• _Records supplied_:
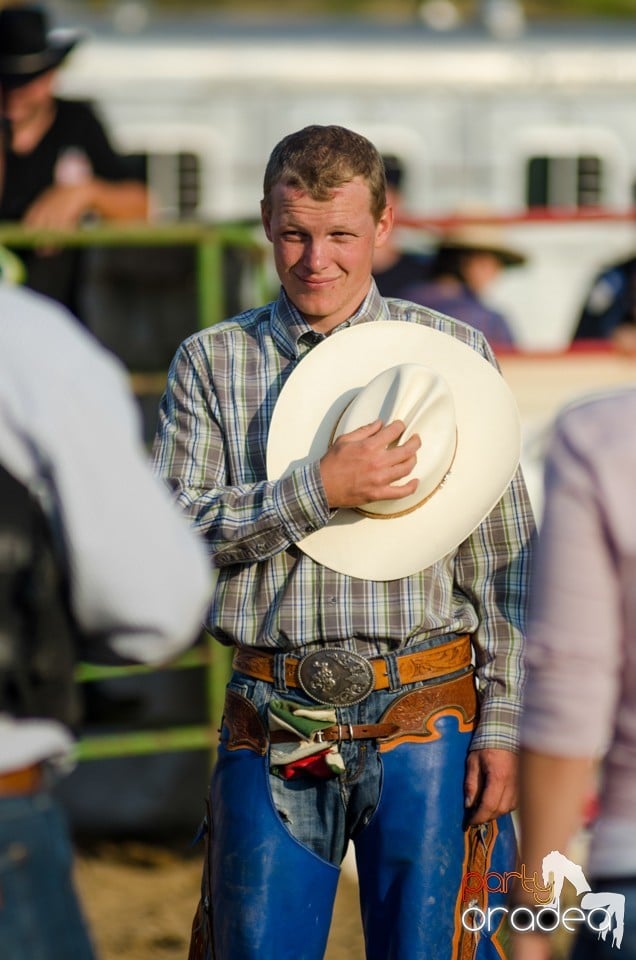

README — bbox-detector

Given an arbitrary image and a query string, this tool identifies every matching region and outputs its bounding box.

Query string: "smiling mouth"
[298,277,336,287]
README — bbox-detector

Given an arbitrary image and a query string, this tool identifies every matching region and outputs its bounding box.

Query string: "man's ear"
[261,200,272,243]
[375,203,393,247]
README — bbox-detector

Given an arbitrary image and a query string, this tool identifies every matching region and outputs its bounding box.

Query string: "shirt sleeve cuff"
[274,463,331,543]
[470,698,521,753]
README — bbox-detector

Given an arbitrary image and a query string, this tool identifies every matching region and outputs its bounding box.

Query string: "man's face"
[263,177,392,333]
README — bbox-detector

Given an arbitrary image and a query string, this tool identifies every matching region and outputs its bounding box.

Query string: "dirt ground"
[76,842,364,960]
[76,842,571,960]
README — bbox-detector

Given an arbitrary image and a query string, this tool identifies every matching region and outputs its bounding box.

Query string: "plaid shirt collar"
[271,280,390,360]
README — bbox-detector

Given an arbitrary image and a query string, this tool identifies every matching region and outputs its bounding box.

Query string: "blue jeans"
[209,636,516,960]
[0,791,94,960]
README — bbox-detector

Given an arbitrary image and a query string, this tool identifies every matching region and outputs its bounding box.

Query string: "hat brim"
[0,32,82,87]
[438,240,527,267]
[267,320,521,580]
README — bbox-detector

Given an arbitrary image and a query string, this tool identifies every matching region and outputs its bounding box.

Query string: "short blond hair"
[262,124,386,223]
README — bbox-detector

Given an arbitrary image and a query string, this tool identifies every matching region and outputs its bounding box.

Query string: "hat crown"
[0,7,48,57]
[334,363,457,517]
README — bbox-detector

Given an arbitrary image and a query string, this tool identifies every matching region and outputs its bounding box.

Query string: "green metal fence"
[0,223,268,762]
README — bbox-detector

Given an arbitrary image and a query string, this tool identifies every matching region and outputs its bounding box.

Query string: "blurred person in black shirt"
[0,4,148,314]
[373,154,428,297]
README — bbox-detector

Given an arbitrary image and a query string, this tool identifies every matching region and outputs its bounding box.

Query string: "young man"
[0,286,211,960]
[155,126,533,960]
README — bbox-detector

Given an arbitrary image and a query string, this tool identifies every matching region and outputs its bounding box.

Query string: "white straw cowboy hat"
[437,223,527,267]
[267,320,521,580]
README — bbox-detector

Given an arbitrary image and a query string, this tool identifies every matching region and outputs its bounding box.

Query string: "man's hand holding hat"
[320,420,422,507]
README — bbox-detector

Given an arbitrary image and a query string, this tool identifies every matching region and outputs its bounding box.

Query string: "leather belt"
[0,763,44,797]
[232,633,472,690]
[269,723,400,743]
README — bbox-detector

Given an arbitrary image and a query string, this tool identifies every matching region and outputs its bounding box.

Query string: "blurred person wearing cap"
[400,224,526,348]
[573,256,636,355]
[154,125,534,960]
[373,153,430,297]
[0,283,212,960]
[0,4,148,314]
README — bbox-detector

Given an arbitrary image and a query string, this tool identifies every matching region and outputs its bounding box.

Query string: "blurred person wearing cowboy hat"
[154,125,534,960]
[399,224,526,349]
[0,4,148,313]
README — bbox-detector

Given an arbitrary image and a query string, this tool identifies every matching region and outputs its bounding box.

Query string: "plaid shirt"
[154,283,534,749]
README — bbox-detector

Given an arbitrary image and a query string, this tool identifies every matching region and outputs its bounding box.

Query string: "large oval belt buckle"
[298,647,375,707]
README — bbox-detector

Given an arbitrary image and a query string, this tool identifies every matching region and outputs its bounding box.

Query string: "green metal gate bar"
[0,223,267,761]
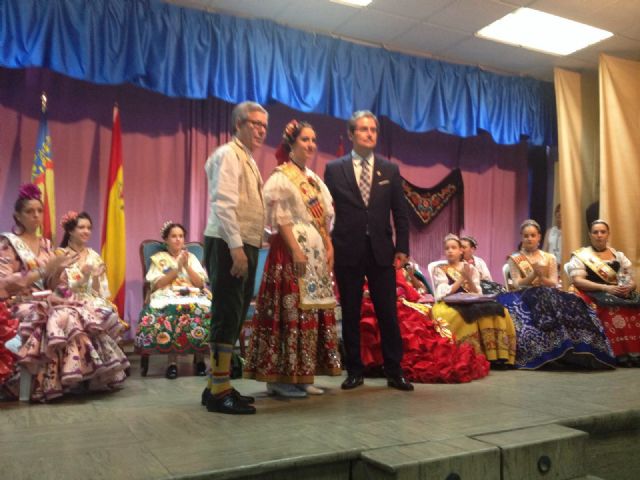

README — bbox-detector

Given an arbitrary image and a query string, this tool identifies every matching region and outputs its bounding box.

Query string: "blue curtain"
[0,0,556,145]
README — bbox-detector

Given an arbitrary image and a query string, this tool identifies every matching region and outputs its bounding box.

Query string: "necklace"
[291,157,307,172]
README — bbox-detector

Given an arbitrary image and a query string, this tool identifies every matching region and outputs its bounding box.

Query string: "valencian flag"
[31,92,56,241]
[102,105,127,316]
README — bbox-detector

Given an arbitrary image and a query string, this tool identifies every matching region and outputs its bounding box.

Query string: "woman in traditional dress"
[429,234,516,368]
[244,120,341,397]
[56,211,129,390]
[0,270,18,399]
[136,221,211,380]
[566,220,640,367]
[360,266,489,383]
[498,220,615,370]
[460,235,505,295]
[0,185,128,401]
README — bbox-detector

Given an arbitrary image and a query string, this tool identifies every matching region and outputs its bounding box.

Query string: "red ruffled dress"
[360,270,489,383]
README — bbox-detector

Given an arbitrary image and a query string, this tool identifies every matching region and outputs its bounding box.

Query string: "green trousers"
[204,237,259,345]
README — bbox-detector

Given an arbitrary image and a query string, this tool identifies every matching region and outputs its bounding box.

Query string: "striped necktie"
[358,158,371,205]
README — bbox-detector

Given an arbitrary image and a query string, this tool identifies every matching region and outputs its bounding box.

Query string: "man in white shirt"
[202,102,269,414]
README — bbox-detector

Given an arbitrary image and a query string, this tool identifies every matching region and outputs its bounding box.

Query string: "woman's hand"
[325,240,335,272]
[291,247,308,277]
[80,263,93,277]
[178,250,189,270]
[604,285,633,297]
[461,263,473,282]
[44,253,78,278]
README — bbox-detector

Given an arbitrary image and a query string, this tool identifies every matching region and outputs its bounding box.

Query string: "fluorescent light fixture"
[476,8,613,55]
[331,0,373,7]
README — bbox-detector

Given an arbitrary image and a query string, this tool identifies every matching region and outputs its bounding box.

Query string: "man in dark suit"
[324,110,413,390]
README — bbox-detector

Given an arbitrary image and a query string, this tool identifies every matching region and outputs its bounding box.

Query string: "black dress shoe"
[387,377,413,392]
[200,387,256,405]
[207,392,256,415]
[164,364,178,380]
[196,362,207,377]
[341,375,364,390]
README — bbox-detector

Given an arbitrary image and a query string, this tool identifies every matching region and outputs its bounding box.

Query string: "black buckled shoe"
[164,363,178,380]
[387,376,413,392]
[207,391,256,415]
[341,375,364,390]
[200,387,256,405]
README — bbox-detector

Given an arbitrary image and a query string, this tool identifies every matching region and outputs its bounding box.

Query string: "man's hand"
[230,247,249,278]
[395,252,409,267]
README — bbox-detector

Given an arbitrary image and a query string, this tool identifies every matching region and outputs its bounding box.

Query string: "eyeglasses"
[245,119,269,130]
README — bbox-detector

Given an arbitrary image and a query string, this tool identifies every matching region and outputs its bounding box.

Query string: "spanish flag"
[102,105,127,317]
[31,92,56,241]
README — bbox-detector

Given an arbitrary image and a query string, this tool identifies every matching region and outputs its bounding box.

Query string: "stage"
[0,356,640,480]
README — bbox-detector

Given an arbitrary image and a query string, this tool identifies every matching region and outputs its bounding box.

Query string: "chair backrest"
[253,248,269,297]
[140,240,204,303]
[502,262,514,290]
[427,260,447,297]
[563,262,573,287]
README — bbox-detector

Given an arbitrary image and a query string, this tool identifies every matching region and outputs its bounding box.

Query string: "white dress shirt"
[351,150,374,186]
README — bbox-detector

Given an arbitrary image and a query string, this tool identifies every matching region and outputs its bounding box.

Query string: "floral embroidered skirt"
[135,303,211,354]
[576,291,640,357]
[244,235,342,384]
[497,287,615,370]
[13,297,129,402]
[431,302,516,365]
[360,298,489,383]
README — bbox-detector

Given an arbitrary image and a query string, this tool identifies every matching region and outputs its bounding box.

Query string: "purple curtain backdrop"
[0,68,528,330]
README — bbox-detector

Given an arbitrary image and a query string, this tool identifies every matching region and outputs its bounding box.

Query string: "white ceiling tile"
[442,37,553,73]
[165,0,640,79]
[334,10,418,43]
[429,0,516,33]
[274,0,360,32]
[389,23,469,55]
[531,0,640,33]
[368,0,456,20]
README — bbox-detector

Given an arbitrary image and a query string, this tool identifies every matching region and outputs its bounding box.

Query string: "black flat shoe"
[340,375,364,390]
[164,364,178,380]
[200,387,256,405]
[207,391,256,415]
[387,377,413,392]
[196,362,207,377]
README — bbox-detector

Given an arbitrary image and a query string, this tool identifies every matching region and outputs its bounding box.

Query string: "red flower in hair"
[60,210,78,228]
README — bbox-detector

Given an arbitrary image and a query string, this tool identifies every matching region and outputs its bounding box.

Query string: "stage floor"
[0,357,640,480]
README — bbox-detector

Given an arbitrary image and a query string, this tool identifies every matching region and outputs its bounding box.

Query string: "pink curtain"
[0,68,528,328]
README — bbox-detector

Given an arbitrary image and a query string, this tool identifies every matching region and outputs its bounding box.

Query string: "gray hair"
[231,101,269,133]
[347,110,380,133]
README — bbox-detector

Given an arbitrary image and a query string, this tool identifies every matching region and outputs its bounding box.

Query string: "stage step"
[475,425,589,480]
[352,425,597,480]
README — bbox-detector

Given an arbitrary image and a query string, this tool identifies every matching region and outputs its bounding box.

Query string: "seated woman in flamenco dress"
[360,258,489,383]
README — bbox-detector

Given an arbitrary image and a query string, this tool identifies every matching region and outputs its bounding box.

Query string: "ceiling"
[165,0,640,81]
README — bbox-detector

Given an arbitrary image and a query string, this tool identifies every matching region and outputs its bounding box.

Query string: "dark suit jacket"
[324,154,409,266]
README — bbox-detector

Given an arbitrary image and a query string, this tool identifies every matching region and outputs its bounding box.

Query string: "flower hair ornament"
[60,210,78,229]
[18,183,42,200]
[282,118,298,145]
[160,220,174,238]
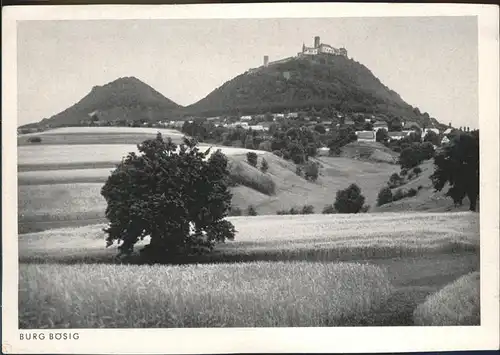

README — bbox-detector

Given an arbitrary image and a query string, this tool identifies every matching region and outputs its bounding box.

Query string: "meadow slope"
[19,213,479,328]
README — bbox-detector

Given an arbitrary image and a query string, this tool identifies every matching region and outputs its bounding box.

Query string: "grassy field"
[18,127,479,328]
[414,272,481,326]
[19,212,479,263]
[19,262,392,328]
[19,213,479,328]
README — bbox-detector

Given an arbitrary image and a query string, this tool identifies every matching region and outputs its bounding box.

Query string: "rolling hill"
[23,77,181,128]
[183,55,437,128]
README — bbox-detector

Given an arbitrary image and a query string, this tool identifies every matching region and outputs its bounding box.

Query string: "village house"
[387,132,407,141]
[403,121,421,130]
[356,131,376,142]
[249,124,266,131]
[373,121,389,132]
[317,147,330,156]
[422,128,439,138]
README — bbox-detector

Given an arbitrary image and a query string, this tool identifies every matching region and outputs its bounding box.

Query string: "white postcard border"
[2,3,500,354]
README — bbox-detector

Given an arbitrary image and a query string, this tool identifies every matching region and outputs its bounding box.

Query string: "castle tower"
[314,36,319,48]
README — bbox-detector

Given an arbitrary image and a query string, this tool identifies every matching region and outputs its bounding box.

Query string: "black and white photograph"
[2,4,498,353]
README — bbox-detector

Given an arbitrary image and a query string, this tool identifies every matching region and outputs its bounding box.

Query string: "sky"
[17,16,479,128]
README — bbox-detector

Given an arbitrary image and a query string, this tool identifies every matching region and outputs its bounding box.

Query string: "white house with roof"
[373,121,389,132]
[387,132,407,141]
[356,131,376,142]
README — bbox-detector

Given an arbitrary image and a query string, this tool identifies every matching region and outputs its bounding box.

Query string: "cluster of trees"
[276,205,314,215]
[101,124,479,262]
[101,134,235,262]
[377,187,418,206]
[431,131,479,211]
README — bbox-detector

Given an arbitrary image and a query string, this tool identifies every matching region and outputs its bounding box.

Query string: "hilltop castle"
[263,36,347,67]
[297,36,347,57]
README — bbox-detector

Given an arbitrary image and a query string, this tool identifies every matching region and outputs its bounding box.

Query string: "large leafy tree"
[333,184,365,213]
[101,133,235,262]
[431,131,479,211]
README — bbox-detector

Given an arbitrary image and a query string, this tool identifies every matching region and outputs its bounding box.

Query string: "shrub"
[101,133,235,262]
[333,184,365,213]
[406,188,418,197]
[259,141,271,152]
[247,152,257,167]
[230,162,276,196]
[304,161,319,182]
[301,205,314,214]
[392,189,405,201]
[260,159,269,174]
[387,173,404,189]
[413,272,481,326]
[321,205,337,214]
[28,136,42,143]
[377,187,392,206]
[359,205,371,213]
[247,205,257,216]
[228,207,243,216]
[420,142,434,160]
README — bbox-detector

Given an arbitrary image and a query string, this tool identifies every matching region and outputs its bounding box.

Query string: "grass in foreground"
[19,213,479,263]
[414,272,481,326]
[19,262,392,329]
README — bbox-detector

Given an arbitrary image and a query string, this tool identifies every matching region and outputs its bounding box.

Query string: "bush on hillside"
[301,205,314,214]
[247,205,257,216]
[28,136,42,143]
[413,272,481,326]
[260,159,269,174]
[333,184,365,213]
[359,205,371,213]
[387,173,404,189]
[101,133,235,262]
[321,205,337,214]
[399,146,422,169]
[247,152,257,167]
[259,141,271,152]
[420,142,435,160]
[406,188,418,197]
[273,150,283,158]
[228,207,243,216]
[304,161,319,182]
[392,189,405,201]
[230,163,276,196]
[377,187,392,206]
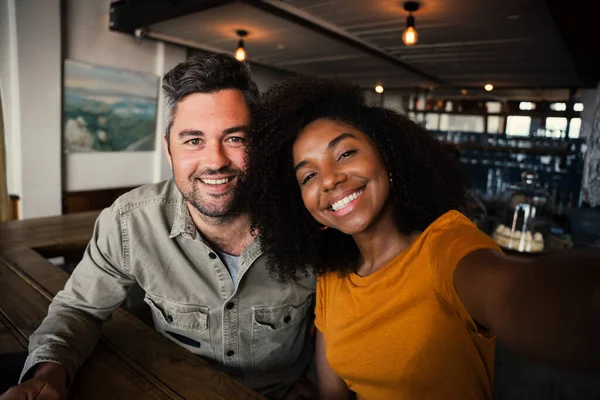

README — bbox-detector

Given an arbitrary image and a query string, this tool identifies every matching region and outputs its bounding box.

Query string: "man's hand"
[284,378,319,400]
[0,363,67,400]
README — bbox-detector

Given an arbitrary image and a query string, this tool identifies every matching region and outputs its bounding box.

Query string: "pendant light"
[402,1,419,46]
[235,29,248,61]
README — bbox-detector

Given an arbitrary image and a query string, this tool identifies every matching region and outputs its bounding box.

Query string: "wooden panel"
[0,256,181,399]
[0,247,262,400]
[63,187,135,214]
[0,211,99,250]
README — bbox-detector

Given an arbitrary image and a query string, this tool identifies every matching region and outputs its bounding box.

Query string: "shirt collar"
[169,189,198,239]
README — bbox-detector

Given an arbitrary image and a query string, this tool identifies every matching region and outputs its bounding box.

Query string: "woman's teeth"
[331,190,362,211]
[202,178,231,185]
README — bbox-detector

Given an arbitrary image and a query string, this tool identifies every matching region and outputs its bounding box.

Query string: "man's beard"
[176,169,246,220]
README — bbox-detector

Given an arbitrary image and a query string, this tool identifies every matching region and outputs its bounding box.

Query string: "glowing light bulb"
[235,46,246,61]
[402,26,419,46]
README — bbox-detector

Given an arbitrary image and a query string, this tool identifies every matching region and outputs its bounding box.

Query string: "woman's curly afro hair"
[244,76,466,281]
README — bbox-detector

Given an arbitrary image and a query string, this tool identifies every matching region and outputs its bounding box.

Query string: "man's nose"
[204,142,231,171]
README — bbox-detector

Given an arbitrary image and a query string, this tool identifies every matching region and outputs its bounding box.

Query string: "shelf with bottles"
[432,131,586,158]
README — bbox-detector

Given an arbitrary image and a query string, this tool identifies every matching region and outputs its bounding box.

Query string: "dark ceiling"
[111,0,600,89]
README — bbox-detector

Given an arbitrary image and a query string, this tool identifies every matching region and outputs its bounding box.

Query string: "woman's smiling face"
[293,119,390,235]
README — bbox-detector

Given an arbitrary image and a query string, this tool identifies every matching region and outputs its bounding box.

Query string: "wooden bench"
[0,212,262,400]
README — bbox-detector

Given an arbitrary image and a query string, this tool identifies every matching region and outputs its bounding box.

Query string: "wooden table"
[0,212,262,400]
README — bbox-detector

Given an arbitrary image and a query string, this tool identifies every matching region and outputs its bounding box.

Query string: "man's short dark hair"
[162,53,259,143]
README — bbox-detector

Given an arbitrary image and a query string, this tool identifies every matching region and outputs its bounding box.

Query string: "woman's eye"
[338,150,356,161]
[302,173,316,185]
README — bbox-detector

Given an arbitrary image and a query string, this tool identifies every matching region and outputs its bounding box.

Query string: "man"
[0,54,315,398]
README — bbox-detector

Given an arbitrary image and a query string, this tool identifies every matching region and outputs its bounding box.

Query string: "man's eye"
[302,172,316,185]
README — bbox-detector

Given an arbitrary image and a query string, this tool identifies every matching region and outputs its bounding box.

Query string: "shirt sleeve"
[315,276,327,332]
[429,211,502,331]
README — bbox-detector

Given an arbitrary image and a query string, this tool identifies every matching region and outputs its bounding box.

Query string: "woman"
[247,77,600,399]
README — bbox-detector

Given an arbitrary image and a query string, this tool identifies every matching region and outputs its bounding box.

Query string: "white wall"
[0,0,61,218]
[0,0,187,218]
[65,0,187,191]
[0,0,21,195]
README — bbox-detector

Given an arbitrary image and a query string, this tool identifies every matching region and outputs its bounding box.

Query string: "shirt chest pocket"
[144,294,215,361]
[251,296,313,375]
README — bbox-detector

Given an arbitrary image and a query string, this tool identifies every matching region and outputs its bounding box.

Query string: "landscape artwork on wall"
[63,60,158,153]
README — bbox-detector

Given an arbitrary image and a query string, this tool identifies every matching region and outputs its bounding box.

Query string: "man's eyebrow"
[177,129,204,139]
[223,125,250,135]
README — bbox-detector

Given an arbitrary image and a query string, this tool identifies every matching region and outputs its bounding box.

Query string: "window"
[569,118,581,138]
[440,114,484,133]
[425,113,440,131]
[506,115,531,136]
[546,117,567,138]
[488,115,503,133]
[519,101,535,111]
[550,103,567,111]
[485,101,502,114]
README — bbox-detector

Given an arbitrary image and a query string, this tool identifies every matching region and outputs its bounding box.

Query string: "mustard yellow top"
[315,211,500,400]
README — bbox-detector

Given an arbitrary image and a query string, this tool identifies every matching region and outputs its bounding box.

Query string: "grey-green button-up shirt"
[22,180,315,397]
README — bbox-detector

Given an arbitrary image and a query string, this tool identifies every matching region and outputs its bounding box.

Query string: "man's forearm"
[33,362,69,387]
[496,251,600,370]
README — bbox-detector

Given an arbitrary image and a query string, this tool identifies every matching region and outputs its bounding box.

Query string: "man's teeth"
[331,190,362,211]
[202,178,230,185]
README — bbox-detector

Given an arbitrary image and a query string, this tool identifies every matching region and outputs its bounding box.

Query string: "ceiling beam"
[109,0,235,35]
[546,0,600,86]
[240,0,451,86]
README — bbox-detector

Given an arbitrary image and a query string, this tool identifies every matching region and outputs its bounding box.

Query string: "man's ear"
[163,132,173,169]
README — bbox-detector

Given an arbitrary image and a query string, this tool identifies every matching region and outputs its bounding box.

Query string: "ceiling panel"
[138,0,582,88]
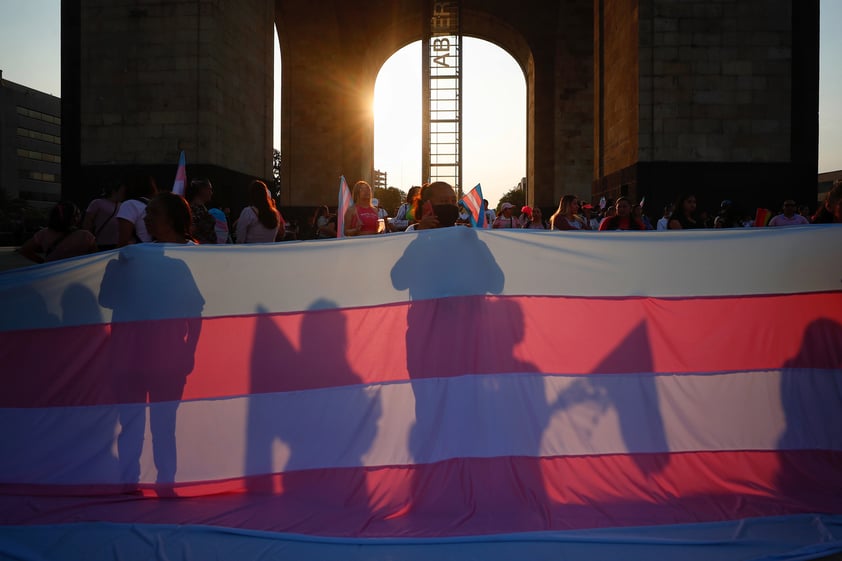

• _Instructions to follow_: Reproduce the entries from their very first line through the line containing "[298,277,336,287]", including both ends. Leave the pictures out of your answer.

• _Task response_:
README — bbox-detector

Given an arbitrary image and a query string, this tool identifies every matching region and outputs its bounding box.

Query string: "smiling mouth"
[298,277,336,287]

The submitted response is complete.